▶ [What is asked]:
How many lines in the entries below contain the word "suit"? Give only the number.

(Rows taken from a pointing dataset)
#####
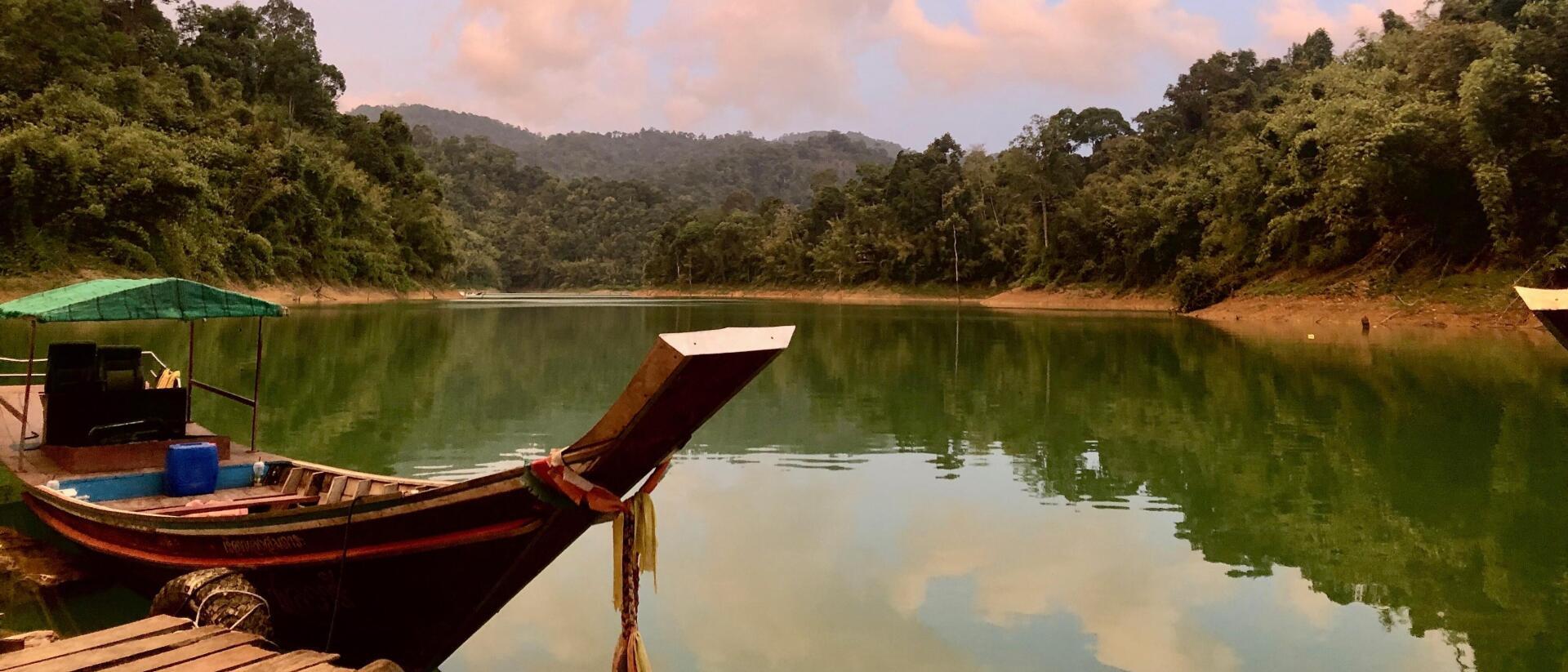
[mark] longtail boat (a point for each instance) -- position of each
(1549, 307)
(352, 563)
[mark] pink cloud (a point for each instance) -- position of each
(775, 63)
(1291, 20)
(1082, 44)
(554, 65)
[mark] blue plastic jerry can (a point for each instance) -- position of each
(190, 469)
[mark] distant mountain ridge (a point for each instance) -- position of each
(706, 168)
(883, 145)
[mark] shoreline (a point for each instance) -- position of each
(1250, 309)
(1274, 310)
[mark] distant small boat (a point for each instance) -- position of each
(1549, 307)
(383, 566)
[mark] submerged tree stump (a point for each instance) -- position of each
(216, 597)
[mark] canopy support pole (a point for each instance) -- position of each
(190, 372)
(27, 397)
(256, 392)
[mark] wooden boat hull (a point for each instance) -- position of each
(1549, 307)
(412, 576)
(403, 597)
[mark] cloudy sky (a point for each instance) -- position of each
(899, 69)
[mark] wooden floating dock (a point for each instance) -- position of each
(170, 644)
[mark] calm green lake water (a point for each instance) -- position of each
(960, 489)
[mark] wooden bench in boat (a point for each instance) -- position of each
(270, 501)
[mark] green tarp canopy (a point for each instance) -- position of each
(160, 298)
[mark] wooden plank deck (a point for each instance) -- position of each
(168, 644)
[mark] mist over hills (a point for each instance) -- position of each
(706, 168)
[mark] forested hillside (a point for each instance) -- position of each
(526, 228)
(707, 170)
(1433, 146)
(206, 148)
(211, 148)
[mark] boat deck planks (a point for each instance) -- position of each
(165, 644)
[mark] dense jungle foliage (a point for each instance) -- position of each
(1438, 143)
(703, 168)
(211, 146)
(207, 146)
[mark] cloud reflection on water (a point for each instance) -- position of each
(883, 567)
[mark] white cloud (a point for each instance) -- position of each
(775, 63)
(1080, 44)
(792, 65)
(554, 65)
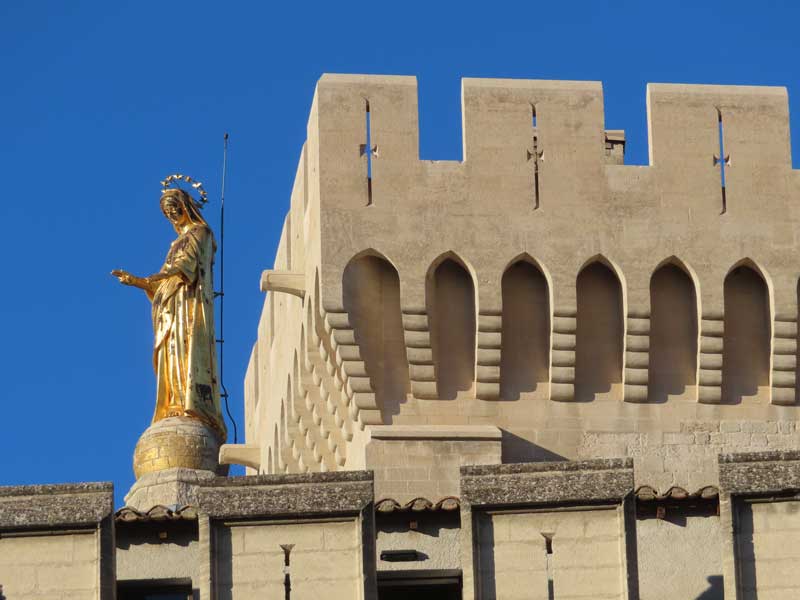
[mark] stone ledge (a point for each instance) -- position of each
(435, 432)
(55, 505)
(309, 494)
(759, 472)
(547, 483)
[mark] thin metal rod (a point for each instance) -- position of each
(221, 293)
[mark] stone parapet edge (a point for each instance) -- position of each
(303, 495)
(55, 505)
(547, 483)
(759, 472)
(435, 432)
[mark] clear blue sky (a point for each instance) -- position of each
(100, 100)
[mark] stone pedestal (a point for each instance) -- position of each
(166, 488)
(171, 457)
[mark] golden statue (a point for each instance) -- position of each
(182, 293)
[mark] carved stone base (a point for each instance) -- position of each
(177, 442)
(169, 487)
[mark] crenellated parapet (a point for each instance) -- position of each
(539, 285)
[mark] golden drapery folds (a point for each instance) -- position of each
(182, 293)
(184, 350)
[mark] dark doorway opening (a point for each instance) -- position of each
(419, 585)
(170, 589)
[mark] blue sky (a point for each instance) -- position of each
(101, 100)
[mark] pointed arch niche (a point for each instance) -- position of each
(673, 333)
(371, 297)
(525, 354)
(599, 336)
(746, 342)
(450, 300)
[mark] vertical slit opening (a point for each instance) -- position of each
(536, 157)
(369, 154)
(722, 160)
(548, 548)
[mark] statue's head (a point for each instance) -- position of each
(178, 205)
(180, 208)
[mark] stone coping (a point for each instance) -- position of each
(544, 483)
(287, 479)
(770, 455)
(599, 464)
(435, 432)
(759, 472)
(57, 506)
(308, 494)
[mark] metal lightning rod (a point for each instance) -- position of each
(221, 293)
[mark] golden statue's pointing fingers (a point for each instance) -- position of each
(182, 293)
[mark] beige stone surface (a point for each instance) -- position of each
(768, 548)
(639, 309)
(680, 557)
(424, 461)
(325, 561)
(586, 561)
(52, 567)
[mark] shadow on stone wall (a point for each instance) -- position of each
(715, 589)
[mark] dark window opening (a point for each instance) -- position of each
(180, 589)
(419, 585)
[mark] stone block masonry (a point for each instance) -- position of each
(56, 541)
(584, 307)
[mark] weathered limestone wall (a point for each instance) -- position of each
(413, 462)
(548, 530)
(142, 554)
(436, 536)
(57, 541)
(680, 557)
(325, 560)
(63, 567)
(768, 549)
(586, 556)
(585, 307)
(328, 517)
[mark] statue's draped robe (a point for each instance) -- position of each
(184, 352)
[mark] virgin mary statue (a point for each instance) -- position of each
(182, 293)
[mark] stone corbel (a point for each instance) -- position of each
(284, 281)
(248, 455)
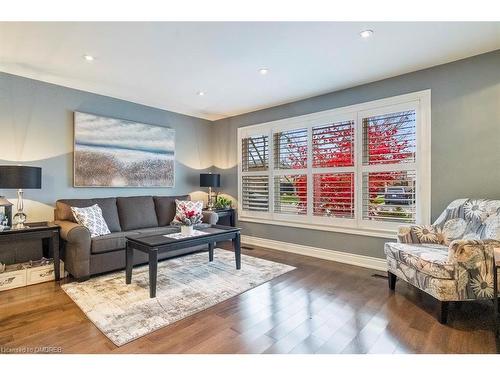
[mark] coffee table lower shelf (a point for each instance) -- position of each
(158, 243)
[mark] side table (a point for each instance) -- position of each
(48, 233)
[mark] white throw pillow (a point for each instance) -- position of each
(92, 219)
(182, 206)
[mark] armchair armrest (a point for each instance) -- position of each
(420, 234)
(210, 217)
(76, 248)
(472, 253)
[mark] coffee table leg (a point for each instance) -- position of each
(211, 252)
(129, 261)
(153, 271)
(237, 250)
(54, 243)
(495, 298)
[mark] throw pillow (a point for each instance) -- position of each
(92, 219)
(183, 206)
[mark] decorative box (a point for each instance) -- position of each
(23, 274)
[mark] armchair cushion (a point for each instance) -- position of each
(430, 259)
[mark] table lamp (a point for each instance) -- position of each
(20, 177)
(210, 180)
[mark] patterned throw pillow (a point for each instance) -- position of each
(92, 219)
(182, 206)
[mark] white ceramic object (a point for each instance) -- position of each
(187, 230)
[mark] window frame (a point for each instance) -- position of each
(419, 101)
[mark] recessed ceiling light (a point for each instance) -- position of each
(366, 33)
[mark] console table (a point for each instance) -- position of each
(48, 233)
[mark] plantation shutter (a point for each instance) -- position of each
(333, 195)
(290, 194)
(389, 139)
(290, 149)
(389, 170)
(255, 193)
(255, 153)
(255, 179)
(333, 145)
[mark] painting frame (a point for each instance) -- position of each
(77, 179)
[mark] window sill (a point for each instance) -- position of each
(380, 233)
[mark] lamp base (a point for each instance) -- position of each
(19, 220)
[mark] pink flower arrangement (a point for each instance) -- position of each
(189, 217)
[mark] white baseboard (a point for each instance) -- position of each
(336, 256)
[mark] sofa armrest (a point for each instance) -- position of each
(472, 253)
(76, 248)
(73, 232)
(210, 217)
(420, 234)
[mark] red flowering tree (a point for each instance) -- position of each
(333, 146)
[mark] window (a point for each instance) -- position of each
(361, 169)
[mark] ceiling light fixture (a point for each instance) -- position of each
(366, 33)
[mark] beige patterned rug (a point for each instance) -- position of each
(185, 286)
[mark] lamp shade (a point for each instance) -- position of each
(209, 180)
(20, 177)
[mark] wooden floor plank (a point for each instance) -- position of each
(320, 307)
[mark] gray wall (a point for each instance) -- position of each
(465, 141)
(36, 127)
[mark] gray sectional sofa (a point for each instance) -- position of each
(84, 256)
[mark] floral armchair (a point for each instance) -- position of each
(452, 259)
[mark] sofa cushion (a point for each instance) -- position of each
(110, 212)
(136, 212)
(92, 219)
(430, 259)
(63, 208)
(107, 205)
(109, 242)
(165, 208)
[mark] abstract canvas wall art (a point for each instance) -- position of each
(110, 152)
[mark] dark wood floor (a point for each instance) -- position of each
(321, 307)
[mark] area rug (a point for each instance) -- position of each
(185, 286)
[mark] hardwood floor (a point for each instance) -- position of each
(321, 307)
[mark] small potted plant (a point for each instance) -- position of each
(188, 219)
(222, 203)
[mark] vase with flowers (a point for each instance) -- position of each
(188, 219)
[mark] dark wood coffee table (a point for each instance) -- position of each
(153, 244)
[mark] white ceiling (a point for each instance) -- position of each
(165, 64)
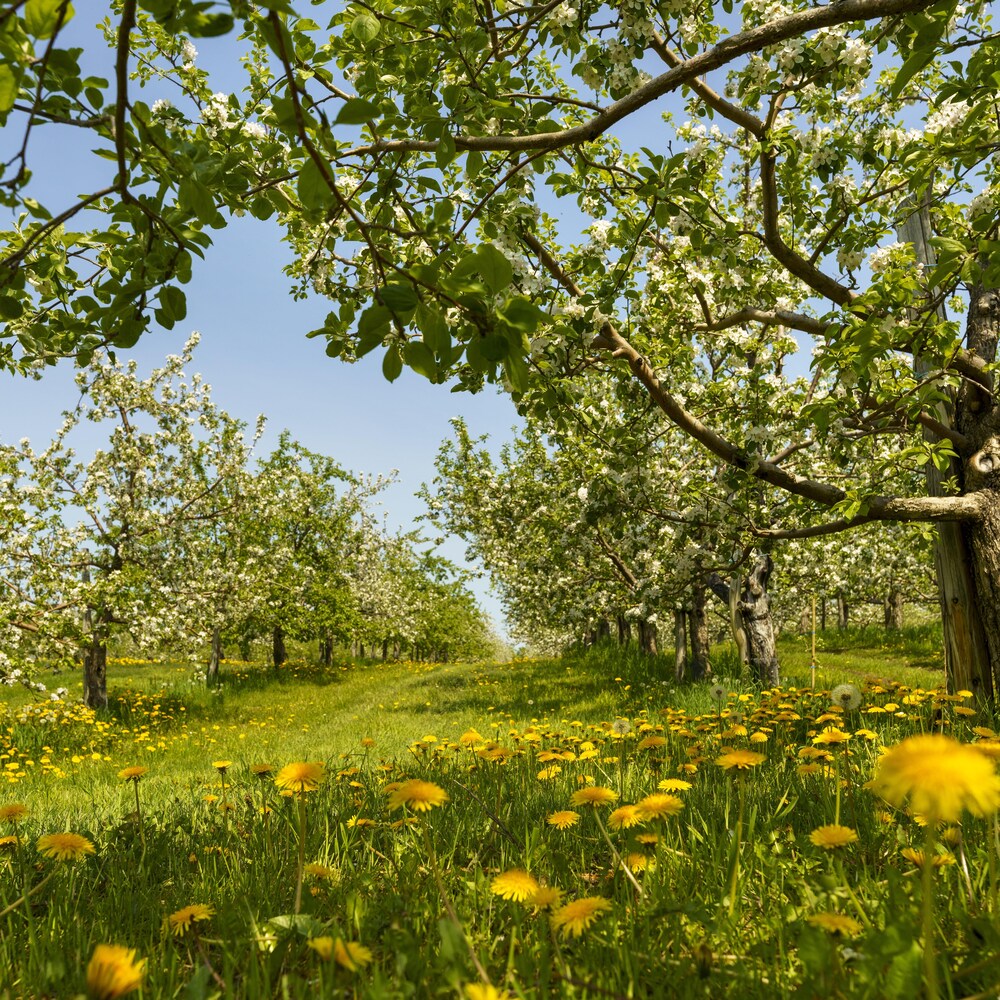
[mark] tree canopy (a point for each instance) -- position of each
(524, 193)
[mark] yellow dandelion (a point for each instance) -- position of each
(302, 776)
(64, 846)
(12, 812)
(940, 777)
(740, 760)
(317, 870)
(916, 856)
(515, 884)
(183, 920)
(593, 795)
(660, 806)
(485, 991)
(351, 954)
(624, 818)
(575, 917)
(835, 923)
(674, 785)
(831, 735)
(113, 971)
(546, 896)
(563, 819)
(833, 836)
(323, 946)
(421, 796)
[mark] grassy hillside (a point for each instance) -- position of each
(572, 832)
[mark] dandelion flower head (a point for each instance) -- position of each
(515, 884)
(833, 836)
(593, 795)
(64, 846)
(939, 776)
(302, 776)
(421, 796)
(181, 921)
(113, 971)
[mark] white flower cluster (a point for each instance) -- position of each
(950, 115)
(562, 17)
(883, 258)
(215, 114)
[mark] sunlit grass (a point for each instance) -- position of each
(583, 827)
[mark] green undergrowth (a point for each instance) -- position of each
(721, 892)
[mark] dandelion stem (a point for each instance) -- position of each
(735, 874)
(449, 908)
(302, 852)
(618, 858)
(138, 813)
(25, 896)
(927, 906)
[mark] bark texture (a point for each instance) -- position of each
(680, 644)
(755, 609)
(95, 675)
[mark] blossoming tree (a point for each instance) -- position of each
(609, 188)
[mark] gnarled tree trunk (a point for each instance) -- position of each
(755, 608)
(701, 664)
(214, 658)
(278, 652)
(680, 644)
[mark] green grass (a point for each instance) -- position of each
(420, 896)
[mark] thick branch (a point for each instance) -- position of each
(685, 74)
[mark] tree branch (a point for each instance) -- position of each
(685, 74)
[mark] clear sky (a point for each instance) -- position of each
(253, 350)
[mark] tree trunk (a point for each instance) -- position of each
(893, 607)
(214, 658)
(278, 652)
(962, 556)
(624, 631)
(95, 674)
(680, 643)
(647, 637)
(842, 610)
(701, 664)
(755, 607)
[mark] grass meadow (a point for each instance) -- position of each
(584, 827)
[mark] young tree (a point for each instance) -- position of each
(115, 544)
(807, 138)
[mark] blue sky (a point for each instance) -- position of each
(253, 350)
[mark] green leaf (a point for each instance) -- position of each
(418, 356)
(42, 16)
(494, 267)
(8, 88)
(313, 190)
(10, 308)
(356, 111)
(392, 364)
(398, 297)
(365, 28)
(173, 302)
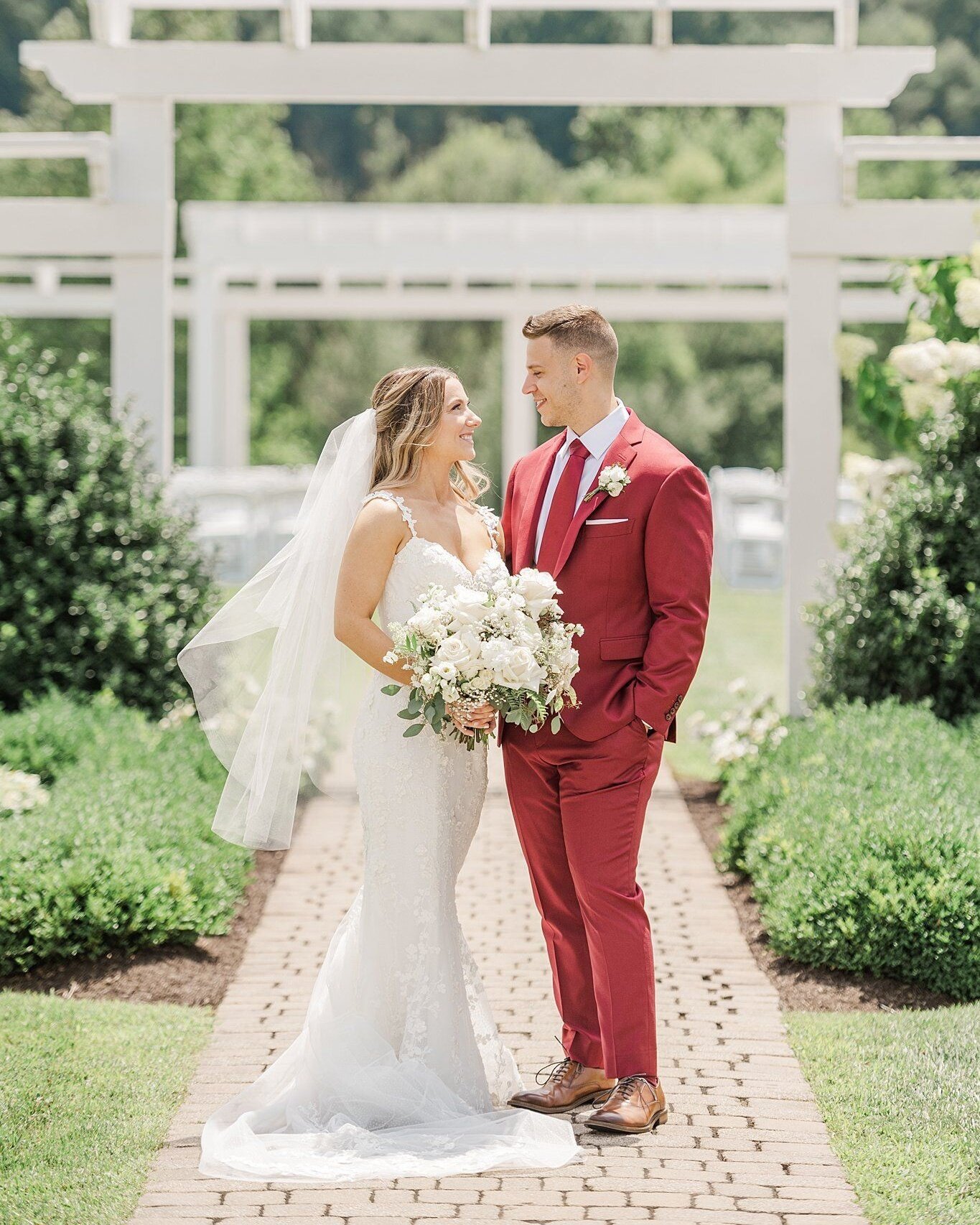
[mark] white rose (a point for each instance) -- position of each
(462, 651)
(921, 362)
(539, 591)
(513, 666)
(426, 624)
(468, 607)
(963, 358)
(614, 479)
(968, 302)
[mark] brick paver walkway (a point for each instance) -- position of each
(744, 1143)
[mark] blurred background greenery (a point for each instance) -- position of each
(713, 388)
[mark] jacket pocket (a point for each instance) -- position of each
(603, 528)
(624, 648)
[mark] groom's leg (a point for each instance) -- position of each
(605, 794)
(533, 791)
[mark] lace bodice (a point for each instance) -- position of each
(423, 562)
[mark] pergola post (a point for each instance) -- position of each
(218, 427)
(235, 409)
(520, 421)
(142, 338)
(811, 381)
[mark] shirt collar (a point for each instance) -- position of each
(598, 439)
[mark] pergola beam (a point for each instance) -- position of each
(508, 75)
(890, 228)
(48, 225)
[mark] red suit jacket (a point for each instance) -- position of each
(640, 587)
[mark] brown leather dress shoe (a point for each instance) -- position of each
(569, 1084)
(633, 1105)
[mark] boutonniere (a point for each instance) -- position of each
(612, 480)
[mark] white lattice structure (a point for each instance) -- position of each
(134, 225)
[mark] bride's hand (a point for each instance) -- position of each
(482, 718)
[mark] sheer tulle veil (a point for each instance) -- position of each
(267, 674)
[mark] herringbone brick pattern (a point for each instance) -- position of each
(744, 1145)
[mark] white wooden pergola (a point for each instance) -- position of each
(133, 227)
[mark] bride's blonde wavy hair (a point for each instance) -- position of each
(409, 407)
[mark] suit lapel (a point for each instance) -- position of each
(531, 512)
(622, 451)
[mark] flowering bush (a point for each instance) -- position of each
(506, 646)
(20, 791)
(900, 612)
(914, 383)
(101, 584)
(739, 733)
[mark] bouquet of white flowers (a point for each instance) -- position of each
(506, 646)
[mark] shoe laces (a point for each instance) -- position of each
(625, 1088)
(555, 1071)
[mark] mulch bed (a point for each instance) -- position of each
(801, 987)
(189, 974)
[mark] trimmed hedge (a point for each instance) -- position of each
(121, 857)
(902, 615)
(101, 583)
(862, 837)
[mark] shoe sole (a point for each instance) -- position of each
(631, 1131)
(558, 1110)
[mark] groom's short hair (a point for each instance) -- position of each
(577, 330)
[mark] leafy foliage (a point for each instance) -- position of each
(100, 583)
(860, 834)
(902, 612)
(121, 857)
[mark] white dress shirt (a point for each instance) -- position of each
(598, 439)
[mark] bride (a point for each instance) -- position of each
(400, 1070)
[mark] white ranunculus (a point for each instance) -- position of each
(963, 358)
(921, 362)
(968, 302)
(851, 350)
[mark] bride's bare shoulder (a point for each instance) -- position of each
(381, 518)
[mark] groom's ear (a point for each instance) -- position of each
(582, 366)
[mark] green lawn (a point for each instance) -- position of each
(87, 1091)
(900, 1094)
(744, 638)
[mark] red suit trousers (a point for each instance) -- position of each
(579, 808)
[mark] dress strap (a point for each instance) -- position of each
(490, 521)
(400, 503)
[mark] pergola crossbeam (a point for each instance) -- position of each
(508, 75)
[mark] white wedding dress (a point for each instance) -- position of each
(400, 1070)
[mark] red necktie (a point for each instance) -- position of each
(563, 506)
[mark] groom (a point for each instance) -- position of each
(633, 558)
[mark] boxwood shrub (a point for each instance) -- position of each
(862, 836)
(123, 855)
(101, 584)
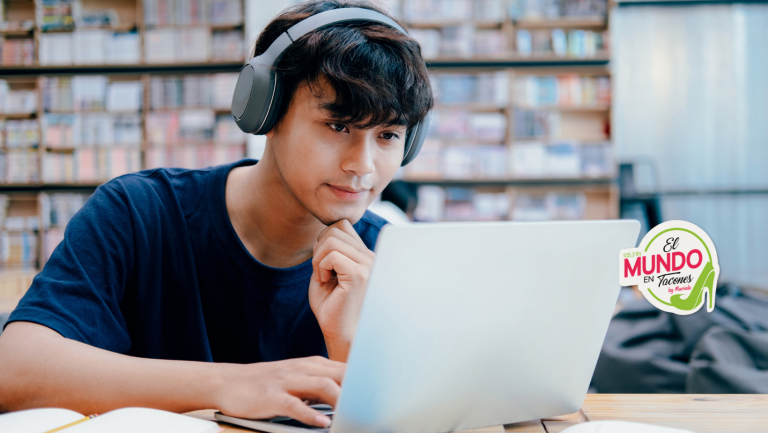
#####
▶ [Response to this task]:
3